[Raw records]
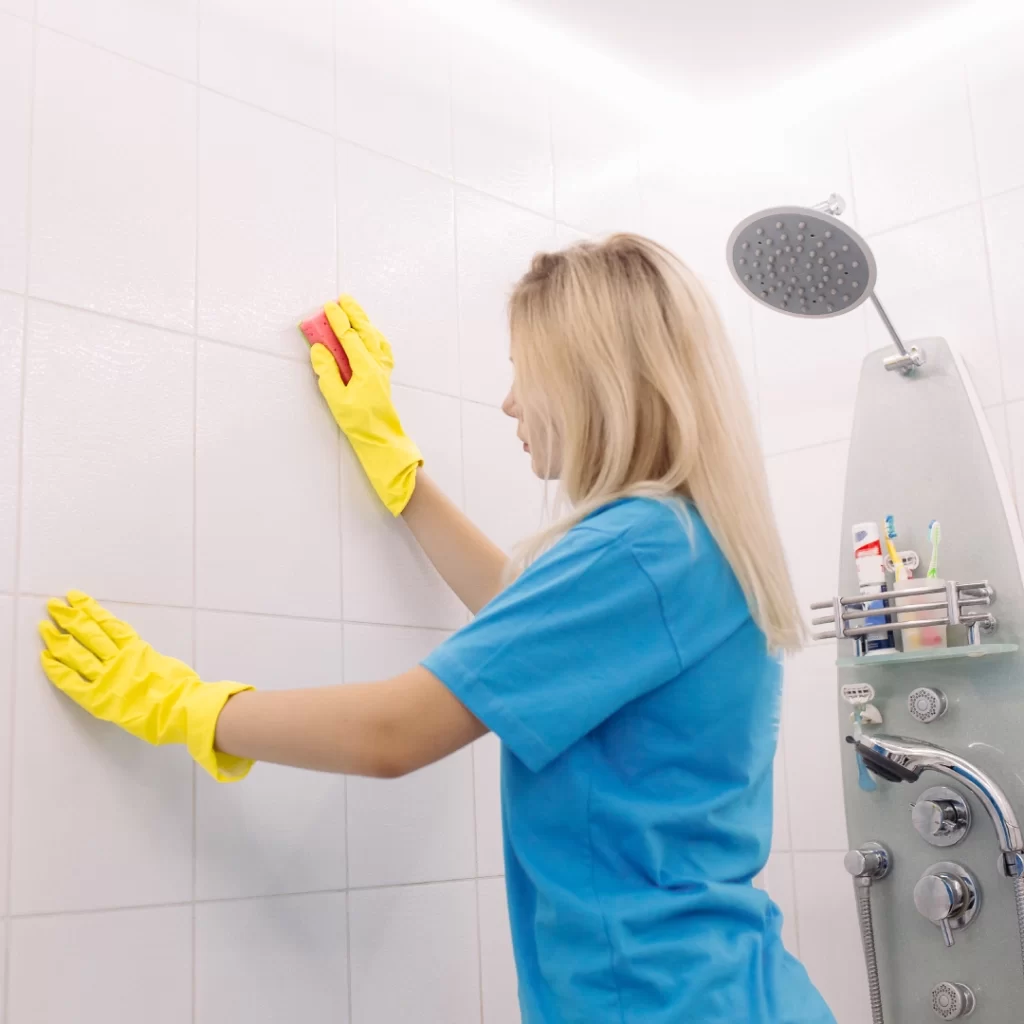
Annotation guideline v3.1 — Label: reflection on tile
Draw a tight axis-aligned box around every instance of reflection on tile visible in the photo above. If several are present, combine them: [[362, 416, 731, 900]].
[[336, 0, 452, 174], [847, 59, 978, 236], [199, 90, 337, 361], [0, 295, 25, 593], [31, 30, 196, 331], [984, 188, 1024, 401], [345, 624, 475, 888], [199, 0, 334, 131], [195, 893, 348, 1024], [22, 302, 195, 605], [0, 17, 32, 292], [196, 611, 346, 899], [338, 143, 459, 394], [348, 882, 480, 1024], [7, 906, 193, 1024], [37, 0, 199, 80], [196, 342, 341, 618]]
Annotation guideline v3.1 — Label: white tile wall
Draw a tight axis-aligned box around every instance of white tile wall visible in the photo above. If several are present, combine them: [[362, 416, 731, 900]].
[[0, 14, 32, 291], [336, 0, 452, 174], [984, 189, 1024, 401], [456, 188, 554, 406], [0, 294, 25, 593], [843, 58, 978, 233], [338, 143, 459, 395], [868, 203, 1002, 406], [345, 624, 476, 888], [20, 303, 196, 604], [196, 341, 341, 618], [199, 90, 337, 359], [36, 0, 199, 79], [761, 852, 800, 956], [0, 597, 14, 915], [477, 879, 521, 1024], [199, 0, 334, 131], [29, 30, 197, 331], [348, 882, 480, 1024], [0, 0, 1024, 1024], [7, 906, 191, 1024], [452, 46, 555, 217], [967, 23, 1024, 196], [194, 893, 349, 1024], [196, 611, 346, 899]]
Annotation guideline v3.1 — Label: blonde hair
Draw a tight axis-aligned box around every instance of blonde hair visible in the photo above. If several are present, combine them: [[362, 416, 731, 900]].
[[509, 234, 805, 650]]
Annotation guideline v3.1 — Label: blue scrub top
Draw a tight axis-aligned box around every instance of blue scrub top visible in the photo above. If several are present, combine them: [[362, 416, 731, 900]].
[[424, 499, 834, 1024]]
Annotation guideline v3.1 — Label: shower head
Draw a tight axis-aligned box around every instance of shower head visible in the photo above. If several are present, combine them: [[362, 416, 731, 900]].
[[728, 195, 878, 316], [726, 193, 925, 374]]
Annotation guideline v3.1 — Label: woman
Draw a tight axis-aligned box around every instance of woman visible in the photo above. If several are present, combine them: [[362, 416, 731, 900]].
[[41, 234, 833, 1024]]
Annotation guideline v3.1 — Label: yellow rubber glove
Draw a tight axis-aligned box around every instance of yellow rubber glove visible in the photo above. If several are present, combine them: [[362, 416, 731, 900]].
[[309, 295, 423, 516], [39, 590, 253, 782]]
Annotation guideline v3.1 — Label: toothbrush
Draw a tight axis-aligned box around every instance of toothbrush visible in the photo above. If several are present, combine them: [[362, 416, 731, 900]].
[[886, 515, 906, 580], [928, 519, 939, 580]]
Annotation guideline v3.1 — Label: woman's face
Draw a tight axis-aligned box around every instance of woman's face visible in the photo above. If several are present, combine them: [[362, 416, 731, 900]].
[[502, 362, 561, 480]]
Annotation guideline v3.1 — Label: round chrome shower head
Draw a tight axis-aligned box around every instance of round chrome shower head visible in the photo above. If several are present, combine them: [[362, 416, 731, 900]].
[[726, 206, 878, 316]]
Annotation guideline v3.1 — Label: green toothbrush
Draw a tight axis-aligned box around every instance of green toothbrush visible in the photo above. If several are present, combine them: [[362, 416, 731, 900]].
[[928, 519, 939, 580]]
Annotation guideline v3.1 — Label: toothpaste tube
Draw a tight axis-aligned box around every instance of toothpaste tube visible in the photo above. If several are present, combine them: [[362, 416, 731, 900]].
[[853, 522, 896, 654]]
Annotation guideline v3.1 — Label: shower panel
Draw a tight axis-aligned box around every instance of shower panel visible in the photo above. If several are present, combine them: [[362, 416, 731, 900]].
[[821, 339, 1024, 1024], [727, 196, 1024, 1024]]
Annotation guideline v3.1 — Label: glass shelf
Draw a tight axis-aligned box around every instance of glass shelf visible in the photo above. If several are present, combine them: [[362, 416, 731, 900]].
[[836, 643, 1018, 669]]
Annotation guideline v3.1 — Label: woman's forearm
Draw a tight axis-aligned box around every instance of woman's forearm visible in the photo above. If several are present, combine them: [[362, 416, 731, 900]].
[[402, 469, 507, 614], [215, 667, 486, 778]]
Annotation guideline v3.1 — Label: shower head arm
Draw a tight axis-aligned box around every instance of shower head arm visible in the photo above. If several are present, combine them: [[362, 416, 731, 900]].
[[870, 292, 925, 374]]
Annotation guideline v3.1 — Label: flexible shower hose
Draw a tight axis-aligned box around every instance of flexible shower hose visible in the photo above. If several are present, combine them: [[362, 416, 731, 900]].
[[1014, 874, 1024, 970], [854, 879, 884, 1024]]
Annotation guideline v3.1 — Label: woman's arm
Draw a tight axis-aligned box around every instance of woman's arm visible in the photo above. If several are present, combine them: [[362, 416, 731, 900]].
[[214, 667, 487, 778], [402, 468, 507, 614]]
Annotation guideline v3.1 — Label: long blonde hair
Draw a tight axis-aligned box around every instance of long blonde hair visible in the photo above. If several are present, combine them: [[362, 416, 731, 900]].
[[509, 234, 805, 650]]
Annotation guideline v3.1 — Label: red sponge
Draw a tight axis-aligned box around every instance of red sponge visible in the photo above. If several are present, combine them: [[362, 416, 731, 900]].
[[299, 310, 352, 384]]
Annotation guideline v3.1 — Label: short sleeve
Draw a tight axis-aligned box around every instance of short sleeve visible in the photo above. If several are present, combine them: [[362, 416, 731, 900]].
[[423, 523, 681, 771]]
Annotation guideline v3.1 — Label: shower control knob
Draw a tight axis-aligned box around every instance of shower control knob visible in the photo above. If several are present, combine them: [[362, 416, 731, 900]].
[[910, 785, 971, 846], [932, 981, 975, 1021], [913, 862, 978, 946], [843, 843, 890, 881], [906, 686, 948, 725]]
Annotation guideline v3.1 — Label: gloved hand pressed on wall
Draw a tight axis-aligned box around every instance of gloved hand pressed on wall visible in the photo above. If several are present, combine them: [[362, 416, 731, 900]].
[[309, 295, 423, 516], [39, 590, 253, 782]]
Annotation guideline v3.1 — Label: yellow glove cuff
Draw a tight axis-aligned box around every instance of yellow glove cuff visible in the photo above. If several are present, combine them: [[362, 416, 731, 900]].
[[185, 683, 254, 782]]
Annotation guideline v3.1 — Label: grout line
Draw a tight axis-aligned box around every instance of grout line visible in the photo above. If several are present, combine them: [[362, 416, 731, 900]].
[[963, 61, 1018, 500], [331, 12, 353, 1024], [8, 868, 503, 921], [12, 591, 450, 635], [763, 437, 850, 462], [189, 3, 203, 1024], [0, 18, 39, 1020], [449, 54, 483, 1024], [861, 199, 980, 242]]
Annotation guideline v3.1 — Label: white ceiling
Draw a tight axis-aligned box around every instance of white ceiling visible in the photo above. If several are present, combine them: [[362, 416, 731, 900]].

**OBJECTIVE**
Copy every line of the records above verbatim, leaving out the pictures.

**COMPLETED TASK**
Annotation guideline v3.1 — Label: reflection on tile
Draw a tight axis-aligned box around every instance of reflection on tile visible in the photo above. If several are present, combine them: [[362, 416, 731, 900]].
[[336, 0, 452, 174], [847, 59, 978, 236], [199, 90, 337, 361], [0, 295, 25, 593], [31, 30, 196, 331], [984, 188, 1024, 401], [345, 624, 475, 888], [199, 0, 334, 131], [195, 893, 348, 1024], [22, 302, 195, 605], [0, 17, 32, 292], [196, 611, 346, 899], [338, 143, 459, 394], [348, 882, 480, 1024], [7, 906, 193, 1024], [37, 0, 199, 80], [196, 342, 341, 618]]
Annotation guideline v3.1 — Label: white tile wall
Draw a tight axis-aligned box around every instance of white tile wall visible in the photo above. If several are present, combine them: [[362, 416, 731, 900]].
[[0, 14, 32, 291], [336, 0, 452, 174], [984, 189, 1024, 401], [456, 188, 554, 406], [0, 294, 25, 593], [843, 58, 978, 233], [338, 143, 459, 395], [868, 203, 1002, 406], [345, 624, 476, 888], [20, 303, 196, 604], [196, 341, 341, 618], [199, 90, 337, 359], [36, 0, 199, 79], [761, 852, 800, 956], [0, 597, 14, 915], [477, 879, 521, 1024], [199, 0, 334, 131], [29, 30, 197, 331], [348, 882, 480, 1024], [0, 0, 1024, 1024], [7, 906, 191, 1024], [452, 46, 555, 217], [967, 23, 1024, 196], [194, 893, 349, 1024], [196, 611, 346, 899]]
Annotation guideline v3.1 — Label: blonde hair
Draw a tight axis-aligned box around every instance of blonde hair visible in the photo above. If several are present, combine them: [[362, 416, 731, 900]].
[[509, 234, 805, 650]]
Annotation guideline v3.1 — Label: blue scrub top
Draw a tight axis-aligned box around every instance of blue scrub top visible in the photo above. If several are present, combine them: [[362, 416, 731, 900]].
[[424, 499, 834, 1024]]
Annotation guideline v3.1 — Label: shower head
Draw a tight axis-aligned box around every instance of shower head visible in the photo above. If several are present, combine them: [[362, 416, 731, 900]].
[[728, 195, 878, 316], [726, 193, 925, 374]]
Annotation guideline v3.1 — Label: woman
Draw a tight axis-aligned box around every instance of woman visible in the photo above. If several are present, combine them: [[362, 416, 731, 900]].
[[41, 234, 833, 1024]]
Annotation guideline v3.1 — Label: yellow rubber glove
Draw a tight axis-aligned box around every instance of yellow rubber glove visible in the photo above. If several are present, combine them: [[362, 416, 731, 900]].
[[309, 295, 423, 516], [39, 590, 253, 782]]
Annotation guideline v3.1 — Label: toothbrush
Draw a tight axis-aligned box around every instance of toothbrush visible in the photo above. If several are present, combine them: [[362, 416, 731, 900]].
[[886, 515, 906, 580], [928, 519, 939, 580]]
Annotation guideline v3.1 — Label: woman's face
Draw a tight axis-aligned box around every instance of woman's face visible in the photo above. If several are present, combine them: [[362, 416, 731, 900]].
[[502, 362, 561, 480]]
Annotation guideline v3.1 — Label: round chrome shower head
Draw a tight axis-aligned box around every instance of round chrome shower head visible in the photo above. If several are present, combine them: [[362, 416, 731, 900]].
[[726, 206, 878, 316]]
Annotation guideline v3.1 — Label: green toothbrush
Draw a tight axis-aligned box around every instance of green toothbrush visible in the photo above. If several are present, combine them: [[362, 416, 731, 900]].
[[928, 519, 939, 580]]
Annotation guideline v3.1 — Label: toothpaste tube
Draw a tight axis-aligned box around every instance of toothpaste tube visible in the photo above. If several are present, combine them: [[362, 416, 731, 900]].
[[853, 522, 896, 654]]
Annotation guideline v3.1 — Label: shower panel
Draw a tight axis-aligned box around every instance of shower panel visible in the photo above. If several are present, combine them: [[362, 416, 731, 900]].
[[821, 339, 1024, 1024], [727, 196, 1024, 1024]]
Annotation guideline v3.1 — Label: glass shelf
Draw a tight axis-aligned box around every instance of glass shelf visible in the photo above. If several are present, combine them: [[362, 416, 731, 900]].
[[836, 643, 1018, 669]]
Annotation guideline v3.1 — Label: woman's forearm
Draw a tight axis-aligned box around every instance of woman's forearm visible in the photo above. If several are present, combine them: [[362, 416, 731, 900]].
[[402, 469, 507, 614], [215, 667, 486, 778]]
Annotation guideline v3.1 — Label: shower head arm
Draw a tight axis-aligned box around every instance of shower head arm visible in the photo above. If several are present, combine them: [[362, 416, 731, 900]].
[[870, 292, 925, 374]]
Annotation guideline v3.1 — Label: flexible shower hose
Draw a tight axis-aligned box around every instance of flexible shower hose visible in the photo above. If several are present, combine them: [[362, 416, 731, 900]].
[[1014, 874, 1024, 970], [854, 879, 884, 1024]]
Annotation guideline v3.1 — Label: woman's arm
Draw a tight axis-aligned box around every instance of woman's arm visible in the photo above. If several are present, combine them: [[362, 416, 731, 900]].
[[214, 667, 487, 778], [402, 468, 507, 614]]
Annotation guideline v3.1 — Label: long blonde hair
Draw a tight axis-aligned box around every instance of long blonde hair visible in the photo above. If several are present, combine them: [[362, 416, 731, 900]].
[[509, 234, 805, 650]]
Annotation guideline v3.1 — Label: red sponge
Draw a tight axis-aligned box around every instance of red sponge visible in the photo above. If several are present, combine them: [[362, 416, 731, 900]].
[[299, 310, 352, 384]]
Annotation guideline v3.1 — Label: short sleeve
Draw a tight axis-aligned box around every instance of short sleeve visible in the photo above. If several are present, combine them: [[362, 416, 731, 900]].
[[423, 523, 681, 771]]
Annotation guideline v3.1 — Label: shower control knob
Draw a tight axis-aligned box around every instance of shower control knob visible in the photo above. If several are present, combine them: [[362, 416, 731, 900]].
[[910, 785, 971, 846], [932, 981, 975, 1021], [913, 862, 978, 946], [843, 843, 890, 881], [906, 686, 948, 725]]
Annotation guideline v3.1 — Label: gloved hand pressed on wall
Draw a tight axis-aligned box around every instance of gloved hand pressed on wall visible in the photo above. If several are present, combine them: [[362, 416, 731, 900]].
[[309, 295, 423, 516], [39, 590, 253, 782]]
Annotation guideline v3.1 — Label: yellow glove cuff
Draw a tight axis-aligned box around every instance of yellow glove cuff visible in the photo above. If several are present, combine them: [[362, 416, 731, 900]].
[[185, 683, 254, 782]]
Annotation guideline v3.1 — Label: grout line
Draw a tight axis-aligned box around every instance of grout line visible in the photo above. If several are present, combine them: [[362, 416, 731, 900]].
[[963, 61, 1018, 500], [331, 12, 353, 1024], [8, 868, 503, 921], [12, 591, 450, 635], [763, 437, 850, 462], [189, 3, 203, 1024], [0, 18, 39, 1020], [449, 54, 483, 1024], [861, 199, 980, 242]]
Annotation guideline v3.1 — Label: white ceiling
Draw a tight axis-aligned box around every instance of white ceiling visible in the photo above. If several are present, combine them: [[362, 416, 731, 900]].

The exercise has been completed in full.